- [EXTRAIT]:
************
Véronique Mermoud
L’art et le métier de jouer

Après André Steiger et Yvette Théraulaz, Véronique Mermoud est la troisième lauréate du Prix de la Fête du comédien, qui lui a été décerné hier soir à Genève. Résidant à Attalens depuis près de vingt ans, la cofondatrice (avec Gisèle Sallin) du Théâtre des Osses de Givisiez, figure parmi les comédiennes les plus réputées de Suisse romande. Retour sur une carrière exemplaire.


Véronique Mermoud: «A Fribourg, j’ai pu faire mon métier sans dépendre de personne» (C. Dutoit)

– Ce Prix de la Fête du comédien 2002 vous est attribué «pour l’exemplarité de votre parcours théâtral»: comment comprenez-vous cette expression?
Je ne sais pas… Peut-être que ça signifie qu’en faisant des choix clairs, on peut pratiquer son métier en aboutissant à un résultat heureux. Tous les choix que j’ai faits se sont avérés payants. J’ai refusé certaines choses, j’ai pris parfois des positions fermes, mais ça ne m’a pas empêchée de jouer tout le temps et des rôles magnifiques. C’est peut-être ça l’exemplarité. Je suis une des rares comédiennes de Suisse romande qui a pu vivre uniquement de son métier, sans faire de l’enseignement à côté, par exemple.
************
- [DONNÉES À TRAITER]:
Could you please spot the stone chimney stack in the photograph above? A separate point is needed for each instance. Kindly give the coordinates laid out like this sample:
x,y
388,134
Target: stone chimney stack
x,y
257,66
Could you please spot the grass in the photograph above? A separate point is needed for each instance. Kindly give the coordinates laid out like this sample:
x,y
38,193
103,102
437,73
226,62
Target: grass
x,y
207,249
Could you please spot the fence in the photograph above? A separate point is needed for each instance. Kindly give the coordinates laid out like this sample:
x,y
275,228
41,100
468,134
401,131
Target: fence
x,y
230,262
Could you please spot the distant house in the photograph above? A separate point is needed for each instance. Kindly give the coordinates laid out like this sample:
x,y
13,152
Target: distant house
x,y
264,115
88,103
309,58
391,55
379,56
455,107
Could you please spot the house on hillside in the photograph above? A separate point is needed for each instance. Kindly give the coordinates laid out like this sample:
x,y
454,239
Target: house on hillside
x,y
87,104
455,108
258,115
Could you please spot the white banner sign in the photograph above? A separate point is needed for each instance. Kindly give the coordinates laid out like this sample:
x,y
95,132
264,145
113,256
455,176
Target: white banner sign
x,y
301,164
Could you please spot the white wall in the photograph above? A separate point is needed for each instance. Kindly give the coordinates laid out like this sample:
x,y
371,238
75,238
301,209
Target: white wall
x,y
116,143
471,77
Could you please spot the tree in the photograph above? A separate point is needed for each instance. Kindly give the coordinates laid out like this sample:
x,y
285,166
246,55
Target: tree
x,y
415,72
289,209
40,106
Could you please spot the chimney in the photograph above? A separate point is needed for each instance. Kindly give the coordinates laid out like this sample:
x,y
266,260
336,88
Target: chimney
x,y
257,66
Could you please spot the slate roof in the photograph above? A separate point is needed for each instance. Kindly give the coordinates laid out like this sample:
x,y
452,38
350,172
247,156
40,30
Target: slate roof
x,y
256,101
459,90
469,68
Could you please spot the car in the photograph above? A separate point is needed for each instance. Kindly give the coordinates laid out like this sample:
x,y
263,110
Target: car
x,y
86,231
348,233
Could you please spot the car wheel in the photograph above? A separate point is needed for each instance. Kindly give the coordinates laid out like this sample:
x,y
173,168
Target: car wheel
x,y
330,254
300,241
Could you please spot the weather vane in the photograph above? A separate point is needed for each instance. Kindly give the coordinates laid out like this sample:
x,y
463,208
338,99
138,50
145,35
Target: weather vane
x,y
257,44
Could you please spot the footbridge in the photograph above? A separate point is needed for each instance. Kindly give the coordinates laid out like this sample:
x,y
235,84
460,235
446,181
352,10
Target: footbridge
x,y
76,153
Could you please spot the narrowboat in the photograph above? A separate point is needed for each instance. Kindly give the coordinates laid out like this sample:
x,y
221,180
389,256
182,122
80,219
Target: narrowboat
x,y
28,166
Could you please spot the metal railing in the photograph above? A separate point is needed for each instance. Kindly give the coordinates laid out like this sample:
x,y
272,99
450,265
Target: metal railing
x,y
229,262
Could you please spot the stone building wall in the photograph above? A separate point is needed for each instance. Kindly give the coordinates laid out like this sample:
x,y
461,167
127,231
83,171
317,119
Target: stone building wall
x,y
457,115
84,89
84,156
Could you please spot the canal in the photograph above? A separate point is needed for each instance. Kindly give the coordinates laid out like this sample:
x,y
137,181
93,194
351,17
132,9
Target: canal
************
- [OBJECTIFS]:
A: D'après l'extrait, comment Véronique Mermoud comprend-elle l'expression « exemplarité de votre parcours théâtral » ? Répondez en une à trois phrases.
B: Recopiez la liste à partir de la ligne contenant « Could you please spot the car in » jusqu'à sa fin, ces deux bornes incluses et demandes comprises. Multipliez par 1,05 chaque coordonnée figurant dans les réponses, sans toucher aux exemples de format, et arrondissez à l'entier, les demis vers le haut.
La liste n'a aucun lien avec l'extrait.

- [RÉSULTATS PAR CONSIGNE]:
A: Elle y voit peut-être l'idée qu'en faisant des choix clairs, on peut exercer son métier et aboutir à un résultat heureux. Tous ses choix se sont avérés payants : ses refus et ses positions fermes ne l'ont pas empêchée de jouer sans cesse de magnifiques rôles. Elle est en outre l'une des rares comédiennes de Suisse romande à avoir vécu uniquement de son métier.

B:
Could you please spot the car in the photograph above? A separate point is needed for each instance. Kindly give the coordinates laid out like this sample:
x,y
263,110
Target: car
x,y
90,243
365,245
Could you please spot the car wheel in the photograph above? A separate point is needed for each instance. Kindly give the coordinates laid out like this sample:
x,y
173,168
Target: car wheel
x,y
347,267
315,253
Could you please spot the weather vane in the photograph above? A separate point is needed for each instance. Kindly give the coordinates laid out like this sample:
x,y
463,208
338,99
138,50
145,35
Target: weather vane
x,y
270,46
Could you please spot the footbridge in the photograph above? A separate point is needed for each instance. Kindly give the coordinates laid out like this sample:
x,y
235,84
460,235
446,181
352,10
Target: footbridge
x,y
80,161
Could you please spot the narrowboat in the photograph above? A separate point is needed for each instance. Kindly give the coordinates laid out like this sample:
x,y
221,180
389,256
182,122
80,219
Target: narrowboat
x,y
29,174
Could you please spot the metal railing in the photograph above? A separate point is needed for each instance. Kindly give the coordinates laid out like this sample:
x,y
272,99
450,265
Target: metal railing
x,y
240,275
Could you please spot the stone building wall in the photograph above? A separate point is needed for each instance. Kindly give the coordinates laid out like this sample:
x,y
461,167
127,231
83,171
317,119
Target: stone building wall
x,y
480,121
88,93
88,164
Could you please spot the canal in the photograph above? A separate point is needed for each instance. Kindly give the coordinates laid out like this sample:
x,y
137,181
93,194
351,17
132,9
Target: canal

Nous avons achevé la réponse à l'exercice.